[WHAT THE TASK ASKS]: Render the lines below as a JSON array of strings, one string per line, omitting any blank lines.

######

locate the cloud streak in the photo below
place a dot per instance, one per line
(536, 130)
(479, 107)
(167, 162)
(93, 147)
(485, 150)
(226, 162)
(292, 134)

######

[WORKED SOLUTION]:
[
  "locate the cloud streak in the photo below",
  "place a dot per instance, one per line",
  "(536, 130)",
  "(479, 107)",
  "(167, 162)",
  "(93, 147)",
  "(485, 150)",
  "(226, 162)",
  "(292, 134)"
]